**Directions**
Show every line in the entries below that contains the word "hill", matching case exactly.

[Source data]

*****

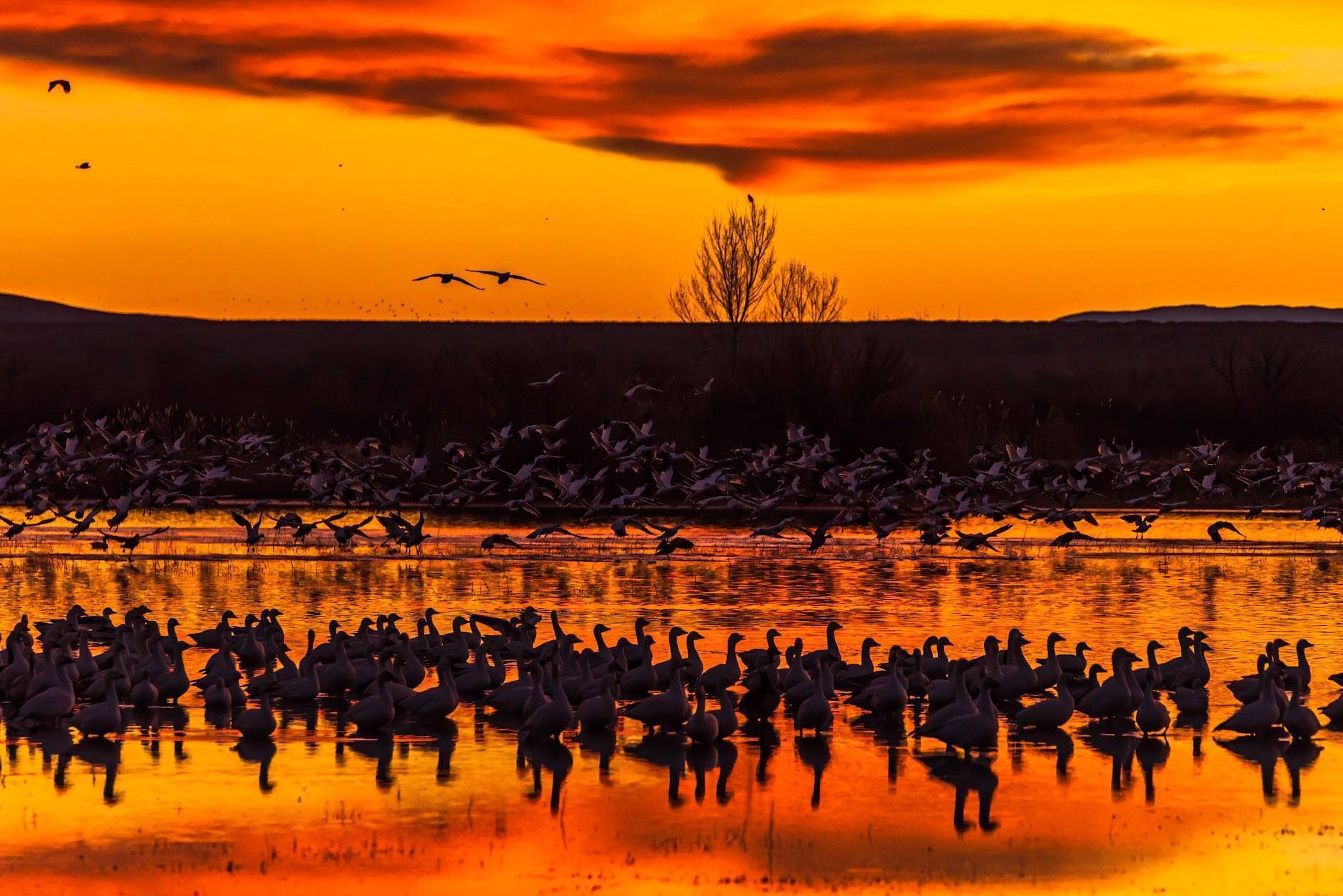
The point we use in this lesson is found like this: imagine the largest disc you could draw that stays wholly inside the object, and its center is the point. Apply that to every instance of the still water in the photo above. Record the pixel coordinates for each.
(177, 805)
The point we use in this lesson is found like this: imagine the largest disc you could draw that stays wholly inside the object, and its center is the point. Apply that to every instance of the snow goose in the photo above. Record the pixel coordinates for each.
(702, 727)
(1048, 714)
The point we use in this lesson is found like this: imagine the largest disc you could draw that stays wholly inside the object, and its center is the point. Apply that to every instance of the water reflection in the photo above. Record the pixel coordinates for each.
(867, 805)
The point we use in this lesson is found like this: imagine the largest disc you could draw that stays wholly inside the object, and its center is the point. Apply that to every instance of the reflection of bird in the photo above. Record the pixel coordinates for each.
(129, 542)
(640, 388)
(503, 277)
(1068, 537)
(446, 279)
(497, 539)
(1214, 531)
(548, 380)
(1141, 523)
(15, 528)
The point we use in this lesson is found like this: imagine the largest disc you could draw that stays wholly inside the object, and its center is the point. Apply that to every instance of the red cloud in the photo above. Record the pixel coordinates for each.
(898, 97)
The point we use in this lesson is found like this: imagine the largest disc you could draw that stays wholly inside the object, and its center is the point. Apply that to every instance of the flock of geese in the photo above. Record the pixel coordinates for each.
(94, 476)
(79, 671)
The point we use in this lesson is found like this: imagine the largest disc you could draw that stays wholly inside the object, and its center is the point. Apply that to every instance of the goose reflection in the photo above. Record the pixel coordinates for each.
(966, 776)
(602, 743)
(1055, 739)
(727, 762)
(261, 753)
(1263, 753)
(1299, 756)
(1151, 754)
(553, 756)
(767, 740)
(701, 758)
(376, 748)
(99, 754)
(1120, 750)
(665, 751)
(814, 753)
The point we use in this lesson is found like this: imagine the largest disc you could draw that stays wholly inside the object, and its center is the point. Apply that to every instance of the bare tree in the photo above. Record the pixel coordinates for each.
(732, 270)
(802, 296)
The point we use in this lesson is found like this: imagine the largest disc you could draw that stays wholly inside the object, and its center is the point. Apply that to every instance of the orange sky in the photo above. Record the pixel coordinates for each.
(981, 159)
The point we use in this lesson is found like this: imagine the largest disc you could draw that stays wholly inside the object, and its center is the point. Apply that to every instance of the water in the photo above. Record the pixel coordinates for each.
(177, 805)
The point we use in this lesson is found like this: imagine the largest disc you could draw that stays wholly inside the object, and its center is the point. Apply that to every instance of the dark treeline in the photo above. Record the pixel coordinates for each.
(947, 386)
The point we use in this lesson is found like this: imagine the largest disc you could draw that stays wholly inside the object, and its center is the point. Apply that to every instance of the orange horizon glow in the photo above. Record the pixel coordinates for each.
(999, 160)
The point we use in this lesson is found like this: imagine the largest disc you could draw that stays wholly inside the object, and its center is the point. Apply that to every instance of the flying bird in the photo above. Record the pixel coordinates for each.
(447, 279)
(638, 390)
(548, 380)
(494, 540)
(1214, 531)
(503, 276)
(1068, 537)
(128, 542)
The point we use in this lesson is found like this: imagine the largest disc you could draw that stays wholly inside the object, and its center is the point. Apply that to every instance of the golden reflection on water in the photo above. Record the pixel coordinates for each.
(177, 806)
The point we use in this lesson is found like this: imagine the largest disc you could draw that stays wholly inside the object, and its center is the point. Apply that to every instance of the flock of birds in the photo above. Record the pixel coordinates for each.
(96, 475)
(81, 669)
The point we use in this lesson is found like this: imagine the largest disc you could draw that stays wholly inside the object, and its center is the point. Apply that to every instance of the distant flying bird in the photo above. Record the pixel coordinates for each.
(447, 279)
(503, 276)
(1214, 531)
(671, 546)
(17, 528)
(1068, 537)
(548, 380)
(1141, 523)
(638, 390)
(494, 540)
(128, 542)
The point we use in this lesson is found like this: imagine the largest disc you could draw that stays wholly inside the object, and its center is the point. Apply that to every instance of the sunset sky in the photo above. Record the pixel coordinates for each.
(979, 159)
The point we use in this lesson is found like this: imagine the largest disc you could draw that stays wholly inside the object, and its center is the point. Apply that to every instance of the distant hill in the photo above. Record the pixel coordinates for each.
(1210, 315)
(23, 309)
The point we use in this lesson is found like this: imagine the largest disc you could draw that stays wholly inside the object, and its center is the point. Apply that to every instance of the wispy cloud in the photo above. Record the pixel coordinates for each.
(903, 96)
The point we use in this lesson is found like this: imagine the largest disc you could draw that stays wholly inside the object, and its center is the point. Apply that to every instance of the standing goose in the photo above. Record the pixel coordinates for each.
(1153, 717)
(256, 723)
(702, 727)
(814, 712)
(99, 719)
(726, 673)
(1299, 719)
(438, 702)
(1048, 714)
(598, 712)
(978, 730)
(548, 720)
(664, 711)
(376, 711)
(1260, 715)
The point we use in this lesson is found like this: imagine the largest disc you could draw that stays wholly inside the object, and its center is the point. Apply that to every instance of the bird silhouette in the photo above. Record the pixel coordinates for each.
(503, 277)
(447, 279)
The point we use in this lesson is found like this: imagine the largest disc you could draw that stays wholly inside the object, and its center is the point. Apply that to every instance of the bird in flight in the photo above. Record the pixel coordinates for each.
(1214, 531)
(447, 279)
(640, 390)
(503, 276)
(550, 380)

*****

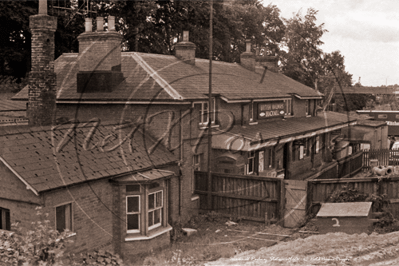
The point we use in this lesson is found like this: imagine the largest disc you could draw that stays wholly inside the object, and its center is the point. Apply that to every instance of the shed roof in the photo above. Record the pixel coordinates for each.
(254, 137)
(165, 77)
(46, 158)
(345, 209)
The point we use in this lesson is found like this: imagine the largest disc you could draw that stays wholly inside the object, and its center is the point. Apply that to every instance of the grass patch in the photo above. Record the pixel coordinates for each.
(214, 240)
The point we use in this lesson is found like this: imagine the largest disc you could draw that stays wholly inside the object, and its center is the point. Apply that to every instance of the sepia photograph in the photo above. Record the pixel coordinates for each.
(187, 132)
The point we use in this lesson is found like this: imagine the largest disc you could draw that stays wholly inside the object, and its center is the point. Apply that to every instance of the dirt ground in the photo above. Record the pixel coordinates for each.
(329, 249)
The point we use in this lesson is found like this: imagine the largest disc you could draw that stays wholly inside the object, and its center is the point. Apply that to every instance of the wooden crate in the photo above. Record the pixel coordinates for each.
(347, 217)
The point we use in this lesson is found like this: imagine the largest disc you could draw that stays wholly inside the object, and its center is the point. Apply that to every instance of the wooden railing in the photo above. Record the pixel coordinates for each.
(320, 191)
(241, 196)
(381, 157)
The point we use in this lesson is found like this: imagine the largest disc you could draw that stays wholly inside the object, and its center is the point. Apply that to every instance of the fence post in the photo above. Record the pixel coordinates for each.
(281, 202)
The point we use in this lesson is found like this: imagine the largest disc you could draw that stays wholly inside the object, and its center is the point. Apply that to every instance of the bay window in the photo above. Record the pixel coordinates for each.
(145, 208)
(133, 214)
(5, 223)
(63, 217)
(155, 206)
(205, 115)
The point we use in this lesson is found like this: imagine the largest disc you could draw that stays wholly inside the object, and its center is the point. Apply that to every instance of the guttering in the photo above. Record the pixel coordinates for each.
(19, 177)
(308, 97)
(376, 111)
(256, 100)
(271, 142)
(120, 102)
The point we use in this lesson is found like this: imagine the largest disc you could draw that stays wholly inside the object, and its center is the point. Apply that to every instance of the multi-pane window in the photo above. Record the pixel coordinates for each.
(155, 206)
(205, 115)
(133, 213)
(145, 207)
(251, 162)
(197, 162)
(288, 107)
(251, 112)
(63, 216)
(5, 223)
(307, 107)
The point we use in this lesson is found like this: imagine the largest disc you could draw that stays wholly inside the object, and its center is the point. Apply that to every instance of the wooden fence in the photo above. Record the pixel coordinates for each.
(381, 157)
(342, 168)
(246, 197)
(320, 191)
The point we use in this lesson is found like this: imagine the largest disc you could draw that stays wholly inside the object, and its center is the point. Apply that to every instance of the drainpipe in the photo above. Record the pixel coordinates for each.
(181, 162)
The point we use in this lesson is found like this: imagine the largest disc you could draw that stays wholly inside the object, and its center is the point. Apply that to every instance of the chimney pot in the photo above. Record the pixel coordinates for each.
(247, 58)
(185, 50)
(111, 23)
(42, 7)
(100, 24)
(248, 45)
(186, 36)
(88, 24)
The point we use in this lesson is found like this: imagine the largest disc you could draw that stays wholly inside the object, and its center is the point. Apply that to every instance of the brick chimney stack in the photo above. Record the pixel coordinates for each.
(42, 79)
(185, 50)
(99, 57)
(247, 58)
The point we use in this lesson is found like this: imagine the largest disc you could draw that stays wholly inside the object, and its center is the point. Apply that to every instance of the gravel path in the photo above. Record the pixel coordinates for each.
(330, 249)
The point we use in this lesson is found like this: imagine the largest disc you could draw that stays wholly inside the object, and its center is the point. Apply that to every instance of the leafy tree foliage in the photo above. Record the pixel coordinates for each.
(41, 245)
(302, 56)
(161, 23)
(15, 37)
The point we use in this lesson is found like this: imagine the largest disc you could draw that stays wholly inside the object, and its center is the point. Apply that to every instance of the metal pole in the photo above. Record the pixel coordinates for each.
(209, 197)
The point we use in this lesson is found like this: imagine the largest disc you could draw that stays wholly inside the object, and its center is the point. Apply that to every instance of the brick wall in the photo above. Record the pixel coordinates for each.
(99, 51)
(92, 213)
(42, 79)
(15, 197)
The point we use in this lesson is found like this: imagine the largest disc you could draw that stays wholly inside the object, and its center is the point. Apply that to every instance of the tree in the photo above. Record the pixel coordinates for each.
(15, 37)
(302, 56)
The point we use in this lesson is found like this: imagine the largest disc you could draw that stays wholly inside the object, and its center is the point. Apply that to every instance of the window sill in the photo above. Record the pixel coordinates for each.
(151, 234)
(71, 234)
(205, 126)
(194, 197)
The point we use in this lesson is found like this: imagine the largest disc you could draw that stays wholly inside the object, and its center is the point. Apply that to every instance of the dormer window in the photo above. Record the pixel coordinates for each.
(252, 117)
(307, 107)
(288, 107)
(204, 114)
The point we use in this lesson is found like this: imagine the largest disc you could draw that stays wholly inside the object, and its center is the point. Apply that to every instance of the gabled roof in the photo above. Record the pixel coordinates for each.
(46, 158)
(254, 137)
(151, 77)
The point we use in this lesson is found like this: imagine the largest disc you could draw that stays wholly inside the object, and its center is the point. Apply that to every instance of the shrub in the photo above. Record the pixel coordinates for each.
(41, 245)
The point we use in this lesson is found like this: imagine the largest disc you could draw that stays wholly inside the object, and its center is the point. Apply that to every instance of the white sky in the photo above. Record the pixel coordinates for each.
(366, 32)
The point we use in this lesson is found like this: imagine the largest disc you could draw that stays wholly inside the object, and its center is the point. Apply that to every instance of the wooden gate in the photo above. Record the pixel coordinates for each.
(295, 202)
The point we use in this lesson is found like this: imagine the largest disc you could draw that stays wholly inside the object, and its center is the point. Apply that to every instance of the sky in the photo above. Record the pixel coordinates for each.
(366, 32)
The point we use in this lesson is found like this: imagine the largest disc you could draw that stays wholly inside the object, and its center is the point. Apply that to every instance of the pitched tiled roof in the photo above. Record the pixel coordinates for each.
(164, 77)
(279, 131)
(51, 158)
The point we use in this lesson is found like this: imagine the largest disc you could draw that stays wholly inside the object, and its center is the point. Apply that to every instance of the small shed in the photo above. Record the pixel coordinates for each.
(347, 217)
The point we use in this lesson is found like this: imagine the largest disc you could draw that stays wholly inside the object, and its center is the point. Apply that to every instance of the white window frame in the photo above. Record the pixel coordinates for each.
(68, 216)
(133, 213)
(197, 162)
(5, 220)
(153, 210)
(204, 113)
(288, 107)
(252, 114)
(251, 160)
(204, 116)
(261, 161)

*****

**Output**
The point we use in this lesson is found like this: imagine the largest disc you could draw that stays wholly inside the object, and its center is the point. Apply that to every instance of the distant hill in the photo above. Record the pixel coordinates for each.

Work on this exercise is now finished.